→ **Aim of the exercise**
With all pictures excluded, restate the records that follow exactly as written.

[Collected data]
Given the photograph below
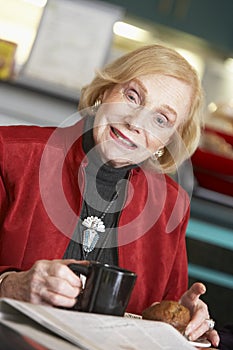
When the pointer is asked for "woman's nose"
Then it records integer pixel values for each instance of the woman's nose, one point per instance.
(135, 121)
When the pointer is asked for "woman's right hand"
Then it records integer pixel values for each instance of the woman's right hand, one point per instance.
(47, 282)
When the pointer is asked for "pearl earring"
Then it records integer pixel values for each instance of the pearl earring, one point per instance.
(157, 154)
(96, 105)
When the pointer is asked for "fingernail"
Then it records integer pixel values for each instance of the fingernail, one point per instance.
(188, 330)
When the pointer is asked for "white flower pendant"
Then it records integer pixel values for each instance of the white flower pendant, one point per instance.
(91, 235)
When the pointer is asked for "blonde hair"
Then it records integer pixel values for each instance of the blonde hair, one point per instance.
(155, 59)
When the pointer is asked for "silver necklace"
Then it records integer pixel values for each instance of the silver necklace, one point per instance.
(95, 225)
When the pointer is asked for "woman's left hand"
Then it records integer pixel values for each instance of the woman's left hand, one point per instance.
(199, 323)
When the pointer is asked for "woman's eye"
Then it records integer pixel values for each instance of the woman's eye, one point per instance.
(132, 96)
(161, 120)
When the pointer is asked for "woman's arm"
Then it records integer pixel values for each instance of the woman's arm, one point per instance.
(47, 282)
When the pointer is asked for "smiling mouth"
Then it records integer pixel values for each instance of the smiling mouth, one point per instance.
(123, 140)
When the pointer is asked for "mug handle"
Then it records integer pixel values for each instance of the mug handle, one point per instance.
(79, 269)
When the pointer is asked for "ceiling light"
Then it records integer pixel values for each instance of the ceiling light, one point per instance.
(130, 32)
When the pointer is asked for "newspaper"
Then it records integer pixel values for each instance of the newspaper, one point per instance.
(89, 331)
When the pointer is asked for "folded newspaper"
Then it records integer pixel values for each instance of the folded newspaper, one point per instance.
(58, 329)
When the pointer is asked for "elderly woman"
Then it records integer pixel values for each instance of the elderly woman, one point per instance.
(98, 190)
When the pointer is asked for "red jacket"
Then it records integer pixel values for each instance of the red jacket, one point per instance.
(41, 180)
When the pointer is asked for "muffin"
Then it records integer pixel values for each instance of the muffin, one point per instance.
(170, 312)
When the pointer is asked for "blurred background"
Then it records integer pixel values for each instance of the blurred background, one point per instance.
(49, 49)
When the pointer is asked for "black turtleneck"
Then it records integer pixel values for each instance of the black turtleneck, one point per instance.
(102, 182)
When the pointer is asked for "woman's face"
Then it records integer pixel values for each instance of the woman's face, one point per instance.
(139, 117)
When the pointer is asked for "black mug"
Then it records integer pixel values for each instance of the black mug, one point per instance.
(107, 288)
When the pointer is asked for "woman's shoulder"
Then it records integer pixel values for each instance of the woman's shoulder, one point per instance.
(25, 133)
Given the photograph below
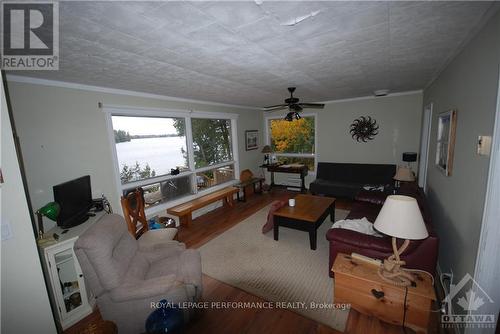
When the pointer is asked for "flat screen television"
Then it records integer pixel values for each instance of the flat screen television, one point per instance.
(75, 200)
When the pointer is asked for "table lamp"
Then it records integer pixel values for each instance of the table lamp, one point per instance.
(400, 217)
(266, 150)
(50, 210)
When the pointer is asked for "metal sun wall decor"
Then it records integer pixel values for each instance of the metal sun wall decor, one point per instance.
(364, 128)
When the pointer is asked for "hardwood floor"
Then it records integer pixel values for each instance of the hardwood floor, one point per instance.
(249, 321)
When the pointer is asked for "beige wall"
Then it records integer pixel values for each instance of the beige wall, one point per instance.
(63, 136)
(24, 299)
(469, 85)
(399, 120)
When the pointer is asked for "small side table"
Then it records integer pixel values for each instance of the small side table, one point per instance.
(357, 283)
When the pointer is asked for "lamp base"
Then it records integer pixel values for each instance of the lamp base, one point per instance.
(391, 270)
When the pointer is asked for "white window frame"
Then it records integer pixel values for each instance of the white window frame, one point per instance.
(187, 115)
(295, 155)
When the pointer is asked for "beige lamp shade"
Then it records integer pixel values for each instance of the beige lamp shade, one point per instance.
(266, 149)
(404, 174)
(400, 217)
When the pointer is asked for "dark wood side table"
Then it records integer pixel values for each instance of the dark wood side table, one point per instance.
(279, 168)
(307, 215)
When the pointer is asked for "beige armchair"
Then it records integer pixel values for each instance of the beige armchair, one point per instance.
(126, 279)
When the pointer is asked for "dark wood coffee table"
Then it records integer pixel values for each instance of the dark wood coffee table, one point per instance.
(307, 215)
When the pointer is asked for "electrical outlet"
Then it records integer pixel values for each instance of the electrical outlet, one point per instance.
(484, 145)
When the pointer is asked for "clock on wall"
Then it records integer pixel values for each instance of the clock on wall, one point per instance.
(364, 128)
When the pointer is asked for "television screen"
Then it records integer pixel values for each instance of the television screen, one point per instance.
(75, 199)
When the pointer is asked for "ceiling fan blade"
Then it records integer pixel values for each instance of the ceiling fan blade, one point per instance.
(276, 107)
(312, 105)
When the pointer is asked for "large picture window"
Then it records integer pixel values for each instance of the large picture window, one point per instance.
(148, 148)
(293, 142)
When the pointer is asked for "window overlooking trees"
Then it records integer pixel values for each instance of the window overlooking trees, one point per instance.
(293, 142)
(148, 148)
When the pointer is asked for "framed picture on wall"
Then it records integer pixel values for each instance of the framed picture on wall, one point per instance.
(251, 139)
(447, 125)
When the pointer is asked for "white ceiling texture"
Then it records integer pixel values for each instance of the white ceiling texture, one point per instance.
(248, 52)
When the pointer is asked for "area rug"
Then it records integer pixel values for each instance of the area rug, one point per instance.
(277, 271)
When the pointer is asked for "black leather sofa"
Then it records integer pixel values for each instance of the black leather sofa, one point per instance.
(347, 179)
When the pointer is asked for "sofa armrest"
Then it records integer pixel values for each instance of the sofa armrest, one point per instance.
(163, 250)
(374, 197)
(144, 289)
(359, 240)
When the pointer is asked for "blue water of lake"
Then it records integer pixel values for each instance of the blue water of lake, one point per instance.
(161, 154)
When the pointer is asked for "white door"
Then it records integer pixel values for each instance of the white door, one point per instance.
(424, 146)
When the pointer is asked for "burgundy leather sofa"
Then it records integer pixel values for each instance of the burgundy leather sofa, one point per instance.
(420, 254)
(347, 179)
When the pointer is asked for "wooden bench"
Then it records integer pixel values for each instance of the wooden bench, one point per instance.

→ **Output of the task**
Given the photograph below
When the pointer is asked for "woman's nose"
Then it records integer pixel values for each instance of the woman's nose, one point per instance.
(135, 121)
When the pointer is asked for "woman's right hand"
Then it records integer pixel values for each instance of the woman's right hand, one point per instance.
(47, 282)
When the pointer is asked for "pearl earring"
Then it records integer pixel values for each instance of the pearl earring, one point per instance.
(157, 154)
(96, 105)
When the pointer is asked for "fingernail"
Then it records integer pixel values for each instance of the fingernail, one point per instance.
(188, 330)
When the pointer is asked for "white flower pendant"
Then it records integer pixel values for each instance of the white flower pendant, one point per instance.
(91, 235)
When the pointer is asked for "blonde hair"
Then it records integer pixel values for each instance of the blonde hair, one point per instance.
(155, 59)
When the pointer is asked for "silver necklace"
Then it records integer pixel values for each instance of the silver necklace, one point per instance.
(95, 225)
When the pointer is asked for "woman's left hand"
Then it records integer pixel values for each instance of the woman's left hand, one point per instance.
(199, 323)
When the pointer is asked for "woman's eye"
Then it records integer pixel values for each instance of the woman's eye, one point per instance.
(132, 96)
(161, 120)
When the pointer is asked for "woman's arm"
Then it records integer pixel values for each instance of the woman's arm, one point per instance.
(47, 282)
When the pointer is asked for "smiling mouth"
Then it records integer pixel values for each instance of the smiling mouth, one point per instance.
(123, 140)
When the pointer is asked for "mug handle"
Then it records integer pixel values for each instance of the mug handle, one point per instance.
(79, 269)
When the pointer is asked for "ceiling light"
Then it records integer pixel values for each instance of the ceiling light, one point per instance.
(130, 32)
When the pointer is asked for "newspaper"
Then it records integer pixel values for each instance of the newspaper, one point per instance.
(89, 331)
When the pointer is asked for "folded newspaper"
Then it records integer pixel values for each instance of the folded newspaper, one point per instance.
(58, 329)
When the pointer is asked for "elderly woman"
Then it records integer pixel values for each instance of the elderly woman, one point per instance.
(98, 190)
When the pointer is asked for "red jacket"
Then it records integer pixel values for each instance of the red jacket, one point per instance.
(41, 180)
When the pointer is asked for "muffin"
Then it records integer pixel values for each instance of the muffin, one point per instance.
(170, 312)
When the pointer is asked for "blurred background"
Then it records integer pixel values for each instance of the blurred background, one point per instance.
(49, 49)
When the pointer is asked for "black turtleneck"
Then it records integer pixel values for each instance of the black turtleneck, one point per instance.
(102, 182)
When the pointer is asked for "woman's face"
Then it records integer pixel values for each instance of the woman's face, one point per instance.
(139, 117)
When the pointer is asked for "black mug"
Then it records integer pixel values for each instance of the black mug, one point per instance.
(107, 288)
When the pointer is asked for "woman's shoulder"
Then it records integer pixel values for each instance of the woman's shoulder, one point per instance.
(25, 133)
Given the photograph below
When the pointer is asked for "flat screen television"
Then it records integer pixel values for each instance of the flat screen television, one point per instance.
(75, 200)
When the pointer is asked for "table lamp"
Then it records integer pixel values for each instance of the table lamp, one point per instance.
(400, 217)
(266, 150)
(50, 210)
When the pointer is asked for "metal sun wall decor"
Then it records integer pixel values for each instance of the metal sun wall decor, one point per instance.
(364, 128)
When the pointer is asked for "hardwood floor"
Then it records integer pixel values for each instance of the hardwood floor, one point per instance.
(249, 321)
When the pointer is asked for "beige wall"
Then it records integer pixel values for each instance of the beige wall, one point per instance.
(63, 136)
(24, 299)
(469, 85)
(399, 120)
When the pointer is asked for "small side table"
Then it records integer pixel values for each instance of the small side table, one point per instance.
(357, 283)
When the pointer is asked for "lamp base"
Then it records integer pixel values for each instance of the lamp base, one point per instance.
(391, 270)
When the pointer is asked for "white window frame"
Then it records integer pixel values for each instance of the white window frame, one point per instance.
(187, 115)
(295, 155)
When the pointer is asked for "beige lamp shade"
Then it records integer pixel values for each instance of the beige lamp shade, one point per instance.
(266, 149)
(404, 174)
(400, 217)
When the pointer is asked for "dark wood side table"
Then it records integer pixel values for each instance of the dark wood side table, one point per instance.
(279, 168)
(307, 215)
When the pointer is asked for "beige armchair"
Then it records integer pixel values for each instance of the beige armchair, one point per instance.
(126, 279)
When the pointer is asked for "dark wood coffee table"
Then it records integer pixel values for each instance of the dark wood coffee table, one point per instance.
(307, 215)
When the pointer is asked for "electrical outlet"
Then it records integer pixel values for each instance of the electrical outlet, one point per instance.
(484, 145)
When the pointer is asked for "clock on wall"
Then it records integer pixel values for each instance of the clock on wall, one point per instance.
(364, 128)
When the pointer is asked for "television screen"
Then it records integer pixel values for each instance of the television screen, one point per instance.
(75, 199)
When the pointer is asked for "ceiling fan blade"
Then it records integer pixel values for each instance of the ceiling fan blade, one point per instance.
(276, 107)
(312, 105)
When the pointer is asked for "large picture window"
Then it records integer pixel values for each instance of the large picture window, one point per instance.
(148, 148)
(293, 142)
When the pointer is asked for "window overlooking trees"
Then it records integer pixel values for each instance of the window overlooking trees, one point per instance.
(293, 142)
(148, 148)
When the pointer is asked for "framed picture on wall"
Then it records integer pixel values for each instance of the framed picture on wall, one point per instance.
(251, 139)
(447, 125)
When the pointer is asked for "white ceiling texture"
Then it records integer pixel values for each instance of the white ceiling texture, one point per instance.
(248, 52)
When the pointer is asked for "area rug"
Then it records integer pixel values for each instance of the area rug, one point per instance.
(277, 271)
When the pointer is asked for "black leather sofa"
Then it records integer pixel values for each instance of the black leather sofa, one point per instance.
(347, 179)
When the pointer is asked for "sofa armrest"
Then it records integer pixel values for each instance of the sofa armrest, one point per instance.
(163, 250)
(374, 197)
(144, 289)
(359, 240)
When the pointer is asked for "blue water of lake"
Then it records integer pixel values for each instance of the blue water of lake, one point per instance.
(161, 154)
When the pointer is asked for "white door"
Then it records integer pixel values for each instance of the white door, one point per instance.
(424, 146)
When the pointer is asked for "burgundy leather sofa"
Then it records integer pixel values for each instance of the burgundy leather sofa, one point per instance.
(420, 254)
(347, 179)
When the pointer is asked for "wooden bench"
Then it records integer pixel values for each instance of the wooden bench, one point per instance.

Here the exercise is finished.